** BEGIN RECORD LIST **

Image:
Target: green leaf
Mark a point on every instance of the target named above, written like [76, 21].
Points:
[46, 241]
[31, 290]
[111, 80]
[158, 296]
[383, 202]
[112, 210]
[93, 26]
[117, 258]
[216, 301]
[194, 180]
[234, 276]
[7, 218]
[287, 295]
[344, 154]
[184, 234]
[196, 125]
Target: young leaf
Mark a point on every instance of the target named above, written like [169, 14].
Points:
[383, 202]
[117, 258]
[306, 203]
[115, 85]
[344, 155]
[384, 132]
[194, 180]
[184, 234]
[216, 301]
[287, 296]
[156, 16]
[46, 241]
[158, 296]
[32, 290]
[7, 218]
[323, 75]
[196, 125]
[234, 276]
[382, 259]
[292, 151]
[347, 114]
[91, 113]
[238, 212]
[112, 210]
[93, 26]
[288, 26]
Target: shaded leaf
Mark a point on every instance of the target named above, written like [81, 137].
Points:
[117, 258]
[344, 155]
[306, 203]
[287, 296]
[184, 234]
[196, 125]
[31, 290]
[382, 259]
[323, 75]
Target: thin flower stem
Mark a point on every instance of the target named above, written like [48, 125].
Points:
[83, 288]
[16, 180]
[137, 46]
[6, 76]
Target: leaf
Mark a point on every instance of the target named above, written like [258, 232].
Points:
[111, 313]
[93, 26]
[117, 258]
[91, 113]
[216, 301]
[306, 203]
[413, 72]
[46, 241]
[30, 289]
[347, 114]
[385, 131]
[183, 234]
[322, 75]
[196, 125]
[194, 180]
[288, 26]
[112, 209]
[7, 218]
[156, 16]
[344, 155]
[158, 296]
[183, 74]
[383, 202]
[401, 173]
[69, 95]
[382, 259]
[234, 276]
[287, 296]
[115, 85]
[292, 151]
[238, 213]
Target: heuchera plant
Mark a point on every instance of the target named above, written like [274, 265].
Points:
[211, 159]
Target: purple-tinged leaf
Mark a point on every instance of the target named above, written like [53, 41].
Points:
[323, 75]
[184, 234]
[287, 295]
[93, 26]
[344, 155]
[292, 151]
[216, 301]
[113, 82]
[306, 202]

** END RECORD LIST **

▸ **EXERCISE OBJECTIVE**: Can you write out all of the material above again, swapping every "instance" for "occurrence" and leaving everything else unchanged?

▸ **OUTPUT**:
Image:
Target: green leaf
Mark a point on every occurrence of the target named above, written like [76, 21].
Points:
[46, 241]
[31, 290]
[111, 80]
[158, 296]
[383, 202]
[112, 210]
[93, 26]
[117, 258]
[216, 301]
[194, 180]
[234, 276]
[7, 218]
[287, 295]
[344, 154]
[184, 234]
[196, 125]
Target: young leaf
Mark a point on every occurrence of the target named above, written like [169, 14].
Points:
[383, 202]
[117, 258]
[306, 203]
[115, 85]
[344, 155]
[384, 132]
[194, 180]
[184, 234]
[216, 301]
[287, 296]
[156, 16]
[46, 241]
[158, 296]
[32, 290]
[7, 218]
[323, 75]
[196, 125]
[234, 276]
[382, 259]
[292, 151]
[347, 114]
[91, 113]
[238, 212]
[112, 210]
[93, 26]
[288, 26]
Target: shaded leaf
Mark a point on every occurrence of the target named above, written like [81, 137].
Points:
[117, 258]
[344, 155]
[306, 203]
[287, 296]
[184, 234]
[196, 125]
[31, 290]
[382, 259]
[323, 75]
Target: thin flower stem
Mark a point on every occurrence of the target named above, written like [48, 125].
Points:
[83, 288]
[16, 180]
[137, 46]
[6, 76]
Target: leaf
Mark a point on every occurrence of the target named above, written like [258, 232].
Points:
[111, 313]
[93, 26]
[117, 258]
[91, 113]
[216, 301]
[306, 203]
[413, 72]
[46, 241]
[30, 289]
[347, 114]
[385, 131]
[183, 234]
[322, 75]
[196, 125]
[194, 180]
[288, 26]
[112, 209]
[7, 218]
[156, 16]
[344, 155]
[158, 296]
[183, 74]
[383, 202]
[401, 173]
[69, 95]
[382, 259]
[234, 276]
[287, 296]
[115, 85]
[292, 151]
[238, 213]
Target: heuchera plant
Mark a point on every occurrence of the target named above, written like [274, 265].
Points:
[211, 159]
Target: purple-tinged leaf
Mark a point on every occurrence of the target named above, written like [53, 41].
Points:
[323, 75]
[184, 234]
[287, 295]
[93, 26]
[344, 155]
[292, 151]
[216, 301]
[113, 82]
[306, 202]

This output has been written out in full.